Dataset content: Begin

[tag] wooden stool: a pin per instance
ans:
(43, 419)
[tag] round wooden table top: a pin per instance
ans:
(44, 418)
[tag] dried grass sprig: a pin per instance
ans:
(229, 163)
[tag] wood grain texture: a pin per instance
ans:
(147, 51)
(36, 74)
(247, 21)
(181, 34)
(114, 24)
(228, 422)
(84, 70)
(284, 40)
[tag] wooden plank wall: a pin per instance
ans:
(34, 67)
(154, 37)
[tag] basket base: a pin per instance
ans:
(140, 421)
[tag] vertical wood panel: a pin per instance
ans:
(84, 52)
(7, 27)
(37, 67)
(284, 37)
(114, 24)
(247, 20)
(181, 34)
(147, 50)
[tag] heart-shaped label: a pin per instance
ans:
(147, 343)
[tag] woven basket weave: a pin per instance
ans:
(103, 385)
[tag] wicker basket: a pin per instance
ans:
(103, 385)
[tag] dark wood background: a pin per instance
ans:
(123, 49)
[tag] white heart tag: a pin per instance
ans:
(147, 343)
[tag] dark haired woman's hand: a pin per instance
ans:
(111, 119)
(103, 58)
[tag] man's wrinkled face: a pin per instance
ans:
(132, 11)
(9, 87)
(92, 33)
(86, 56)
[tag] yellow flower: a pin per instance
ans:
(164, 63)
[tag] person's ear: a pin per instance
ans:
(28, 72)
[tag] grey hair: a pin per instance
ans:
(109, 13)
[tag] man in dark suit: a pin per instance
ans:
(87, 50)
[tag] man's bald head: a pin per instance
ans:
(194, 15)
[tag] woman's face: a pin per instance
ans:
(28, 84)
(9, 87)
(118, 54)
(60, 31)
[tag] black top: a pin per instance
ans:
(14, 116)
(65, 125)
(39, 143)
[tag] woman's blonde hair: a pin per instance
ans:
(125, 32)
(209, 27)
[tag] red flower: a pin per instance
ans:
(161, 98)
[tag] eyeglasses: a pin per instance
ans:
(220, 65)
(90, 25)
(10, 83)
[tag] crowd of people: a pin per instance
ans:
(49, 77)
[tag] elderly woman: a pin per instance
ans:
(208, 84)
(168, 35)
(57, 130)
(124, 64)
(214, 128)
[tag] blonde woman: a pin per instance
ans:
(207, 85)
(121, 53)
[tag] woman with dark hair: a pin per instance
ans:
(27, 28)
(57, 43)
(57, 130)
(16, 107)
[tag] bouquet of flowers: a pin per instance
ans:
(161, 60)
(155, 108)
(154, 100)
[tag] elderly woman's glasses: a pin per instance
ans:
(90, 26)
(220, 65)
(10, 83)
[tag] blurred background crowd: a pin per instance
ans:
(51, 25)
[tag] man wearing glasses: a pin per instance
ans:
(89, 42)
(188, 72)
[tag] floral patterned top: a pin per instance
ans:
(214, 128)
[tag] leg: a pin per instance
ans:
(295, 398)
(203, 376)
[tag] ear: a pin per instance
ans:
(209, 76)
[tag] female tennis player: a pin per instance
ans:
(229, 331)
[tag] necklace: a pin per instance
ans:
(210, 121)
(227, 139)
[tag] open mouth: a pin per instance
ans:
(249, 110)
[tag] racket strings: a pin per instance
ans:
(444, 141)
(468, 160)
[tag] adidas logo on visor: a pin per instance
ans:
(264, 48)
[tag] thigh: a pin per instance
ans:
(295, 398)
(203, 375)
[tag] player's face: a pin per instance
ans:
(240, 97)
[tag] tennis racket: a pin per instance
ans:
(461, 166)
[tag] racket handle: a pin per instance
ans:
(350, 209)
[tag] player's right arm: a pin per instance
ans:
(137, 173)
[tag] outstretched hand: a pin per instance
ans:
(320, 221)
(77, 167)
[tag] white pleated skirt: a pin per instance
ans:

Dataset content: End

Work to be completed:
Across the records above, count each line that holds the word "heart" and give only the resulting number.

Your response:
2